# Start of Source document
Warren also represents Gurgs - He is still under contract with the blazers and hasnt heard anything about him leaving he wants to see who the new coach will be .


segment 3 - Reminder courtside next tuesday , Rice talks about the top shooting guards in this class are Gerald Green , Martell Webster and Antione Wright and the blazers love all 3 of them but you can get them at 5 , and talk about the lakers love Andrew Bynum .

segment 4 - Frank Hughes joins the show , Rick Sund is close to resgining with the sonics , .

He thinks Mcmillian would be interested in the blazers job , Seattle is only offering him 4 in a half million .

segemnt 5 - Frank Hughes is still on the show , Ray Allen wants 80 Million they are about 5 milion off . 

Frank talks about the Oregonain rushing the story why would they rush the story and youre in portland its no competition .

segment 6 - Chris Montor draft expert will join the show in the 2nd hour , end of the 1st hour .


segment 7 - start of the 2nd hour , Chris Montor joins the show from scout.com 

He ranks Martell Webster as the #1 shooting guard , he dropped alot because of injuries hes a very good shooter .

Rice asks Chris would the Bobcats deal the 5th and 13th for a guy like Chris Paul , they like Paul but they would be willing to deal the 5th pick and a player or a future first rounder but not both picks .

Rice said if the blazers have to pick from 3 shooting guards from Green , webster , and wright who would be better in the future for the blazers , Chris said he would have to lean towards Gerald Green people feel in a few years he could be the best player out of this draft .

Talk about Andrew Bynum people look at him as a 7 footer with upside and thinks the Lakers might have promised to pick him but that might have changed since Phil is back and he might not do well in the triangle.

Rice asks him again who the blazers need to take , Chris says Green talk about his upside one knock on him he doesnt play hard all the time.
# End of Source document
# Start of Excerpted data
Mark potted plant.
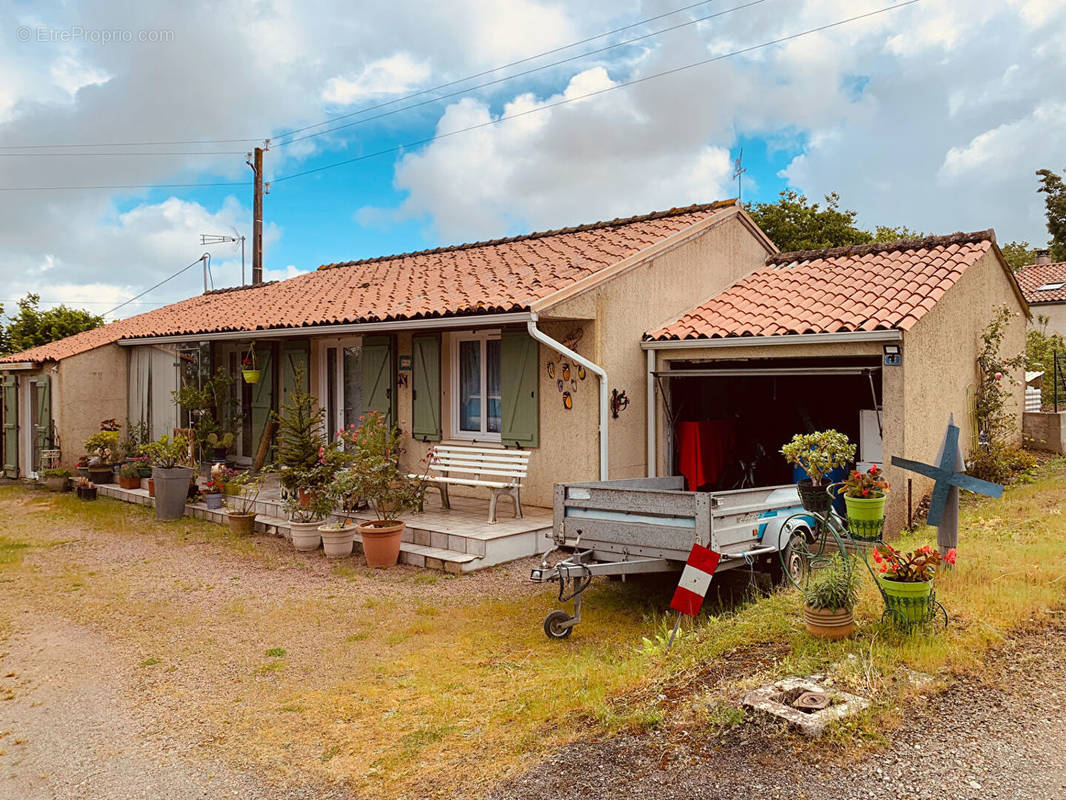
[873,544,955,625]
[74,476,96,500]
[41,467,70,492]
[144,434,195,519]
[343,411,424,567]
[282,480,332,555]
[226,471,265,535]
[118,462,141,489]
[781,429,855,514]
[840,464,888,542]
[200,480,222,511]
[84,419,118,483]
[241,340,261,383]
[803,554,858,639]
[315,469,362,566]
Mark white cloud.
[322,52,430,106]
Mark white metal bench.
[409,445,530,523]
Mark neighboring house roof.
[644,230,1021,341]
[1015,261,1066,305]
[0,201,739,363]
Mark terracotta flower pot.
[289,522,322,553]
[359,519,407,569]
[226,511,256,537]
[319,525,356,558]
[803,604,855,639]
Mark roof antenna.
[733,147,747,206]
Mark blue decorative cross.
[892,421,1003,526]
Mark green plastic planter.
[844,495,888,542]
[877,575,933,625]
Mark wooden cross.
[892,416,1003,551]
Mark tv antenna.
[200,231,244,286]
[733,147,747,203]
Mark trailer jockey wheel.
[544,611,574,639]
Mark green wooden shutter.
[361,336,395,423]
[3,375,18,478]
[500,331,540,447]
[278,341,311,409]
[410,334,440,442]
[33,375,52,468]
[248,348,274,458]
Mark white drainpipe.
[526,313,609,481]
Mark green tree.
[1000,242,1036,272]
[1025,315,1066,405]
[1036,170,1066,261]
[0,293,103,354]
[747,189,874,252]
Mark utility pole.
[247,139,270,286]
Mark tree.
[1000,242,1036,272]
[747,189,874,252]
[0,293,103,355]
[1036,170,1066,261]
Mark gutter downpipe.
[644,348,659,478]
[526,311,609,481]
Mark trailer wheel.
[544,611,574,639]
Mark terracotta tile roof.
[1014,261,1066,305]
[644,230,995,341]
[0,201,736,363]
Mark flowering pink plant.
[873,544,957,583]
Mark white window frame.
[316,336,362,439]
[449,329,503,442]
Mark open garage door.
[656,357,884,491]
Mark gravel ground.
[491,617,1066,800]
[0,619,349,800]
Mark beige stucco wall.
[542,215,770,488]
[53,345,128,466]
[903,252,1027,522]
[1030,303,1066,336]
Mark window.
[452,331,501,442]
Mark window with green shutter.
[410,334,440,442]
[500,330,540,448]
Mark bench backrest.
[430,445,530,483]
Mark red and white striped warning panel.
[669,544,722,617]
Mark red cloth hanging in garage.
[677,419,736,492]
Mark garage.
[642,230,1029,539]
[656,356,884,492]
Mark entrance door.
[2,375,18,478]
[319,337,367,438]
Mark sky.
[0,0,1066,319]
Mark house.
[1016,250,1066,336]
[0,201,776,514]
[643,230,1029,530]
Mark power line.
[272,0,919,185]
[275,0,765,147]
[100,256,210,317]
[0,180,248,192]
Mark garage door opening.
[656,357,883,491]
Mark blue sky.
[0,0,1066,315]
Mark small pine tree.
[277,370,326,492]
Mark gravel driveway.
[0,619,349,800]
[491,615,1066,800]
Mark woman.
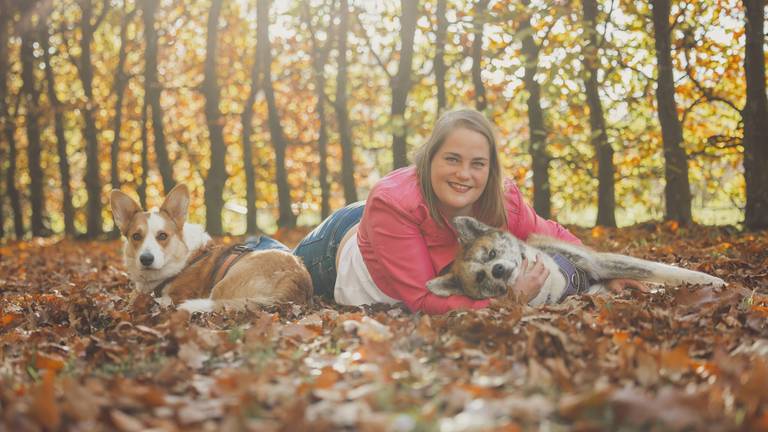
[270,109,580,314]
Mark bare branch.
[355,14,395,81]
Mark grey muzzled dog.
[427,216,726,306]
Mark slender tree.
[136,98,149,208]
[39,16,77,237]
[0,0,24,239]
[75,0,107,238]
[583,0,616,227]
[651,0,691,224]
[202,0,227,235]
[240,6,261,234]
[519,0,551,218]
[333,0,358,204]
[256,0,296,228]
[472,0,489,111]
[435,0,448,117]
[743,0,768,230]
[302,2,334,219]
[109,2,137,192]
[391,0,419,169]
[21,16,47,236]
[140,0,176,193]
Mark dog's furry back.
[427,217,725,306]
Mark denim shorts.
[245,201,365,299]
[293,201,365,299]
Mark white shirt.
[333,235,400,306]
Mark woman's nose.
[456,165,469,179]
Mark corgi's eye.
[475,272,485,283]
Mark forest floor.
[0,224,768,431]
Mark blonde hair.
[414,109,507,229]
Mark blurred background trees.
[0,0,768,238]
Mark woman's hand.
[491,255,549,304]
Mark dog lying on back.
[110,185,312,312]
[427,216,725,306]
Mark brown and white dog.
[110,185,312,312]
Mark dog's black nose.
[491,264,506,279]
[139,252,155,267]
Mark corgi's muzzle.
[139,252,155,267]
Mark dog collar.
[552,254,593,303]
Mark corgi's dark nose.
[139,252,155,267]
[491,264,507,279]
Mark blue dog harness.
[552,254,597,303]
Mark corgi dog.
[427,216,725,306]
[110,184,312,312]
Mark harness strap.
[152,244,254,297]
[208,244,254,288]
[552,254,595,302]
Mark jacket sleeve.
[506,184,581,244]
[364,194,489,314]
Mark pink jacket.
[357,166,581,314]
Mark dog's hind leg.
[592,253,725,287]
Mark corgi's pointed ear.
[109,189,141,235]
[427,273,464,297]
[160,184,189,229]
[453,216,493,244]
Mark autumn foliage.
[0,224,768,431]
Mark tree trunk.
[110,5,136,192]
[142,0,176,194]
[435,0,448,118]
[241,10,261,234]
[520,7,551,218]
[256,0,296,228]
[304,0,332,220]
[21,24,47,237]
[0,0,13,239]
[136,98,149,209]
[651,0,691,224]
[743,0,768,230]
[472,0,489,112]
[334,0,358,204]
[77,0,102,238]
[40,21,77,237]
[583,0,616,227]
[0,0,24,240]
[202,0,227,235]
[390,0,419,169]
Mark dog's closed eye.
[475,272,485,283]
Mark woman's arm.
[505,182,581,244]
[358,193,488,314]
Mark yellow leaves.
[34,351,66,372]
[590,225,606,238]
[31,370,61,430]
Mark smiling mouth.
[448,182,472,193]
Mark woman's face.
[430,128,491,221]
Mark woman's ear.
[427,273,464,297]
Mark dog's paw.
[179,299,215,313]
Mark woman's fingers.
[606,279,651,293]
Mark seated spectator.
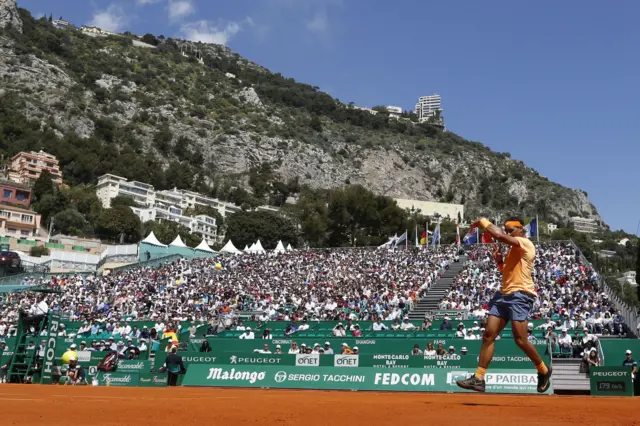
[410,343,422,355]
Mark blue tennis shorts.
[489,291,536,321]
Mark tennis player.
[456,217,551,393]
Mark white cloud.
[89,4,129,32]
[167,0,196,21]
[181,18,248,45]
[307,10,329,34]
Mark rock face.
[0,10,602,223]
[0,0,22,32]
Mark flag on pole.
[420,231,427,246]
[462,226,478,245]
[524,216,538,238]
[393,231,407,247]
[431,222,440,247]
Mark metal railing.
[570,240,640,333]
[111,254,182,274]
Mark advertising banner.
[589,367,633,396]
[138,373,167,388]
[183,364,552,393]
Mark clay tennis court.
[0,385,640,426]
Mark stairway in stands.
[551,358,590,392]
[409,256,467,321]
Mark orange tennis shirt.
[500,237,537,296]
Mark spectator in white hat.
[240,327,256,340]
[622,349,638,380]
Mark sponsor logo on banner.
[76,351,91,362]
[43,319,59,380]
[98,373,138,386]
[118,361,145,371]
[296,354,320,367]
[182,356,216,364]
[333,355,359,367]
[229,355,280,364]
[374,373,436,386]
[593,371,630,377]
[207,368,266,384]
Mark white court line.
[0,397,44,401]
[51,394,239,400]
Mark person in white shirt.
[424,343,437,356]
[253,343,271,354]
[240,327,256,340]
[558,328,572,349]
[371,319,389,331]
[288,342,300,355]
[400,317,416,331]
[464,329,478,340]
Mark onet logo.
[273,371,287,383]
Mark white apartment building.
[569,216,600,234]
[416,94,442,123]
[96,174,278,244]
[387,106,402,118]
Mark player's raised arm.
[474,217,524,246]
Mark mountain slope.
[0,5,601,222]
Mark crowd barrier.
[154,351,550,370]
[589,367,634,396]
[182,364,553,393]
[187,337,547,356]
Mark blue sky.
[18,0,640,233]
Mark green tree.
[636,245,640,300]
[95,206,142,243]
[53,207,88,236]
[31,170,54,201]
[225,211,300,249]
[29,246,49,257]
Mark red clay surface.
[0,384,640,426]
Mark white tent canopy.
[142,231,166,247]
[196,240,215,253]
[220,240,242,254]
[274,241,285,253]
[169,235,187,247]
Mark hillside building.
[11,150,62,185]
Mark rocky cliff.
[0,7,601,226]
# End of Excerpted data
_Exercise objective_.
Please retype the show recap from "He ranks Martell" to "in the triangle.".

_Solution below_.
He ranks Martell Webster as the #1 shooting guard , he dropped alot because of injuries hes a very good shooter .

Rice asks Chris would the Bobcats deal the 5th and 13th for a guy like Chris Paul , they like Paul but they would be willing to deal the 5th pick and a player or a future first rounder but not both picks .

Rice said if the blazers have to pick from 3 shooting guards from Green , webster , and wright who would be better in the future for the blazers , Chris said he would have to lean towards Gerald Green people feel in a few years he could be the best player out of this draft .

Talk about Andrew Bynum people look at him as a 7 footer with upside and thinks the Lakers might have promised to pick him but that might have changed since Phil is back and he might not do well in the triangle.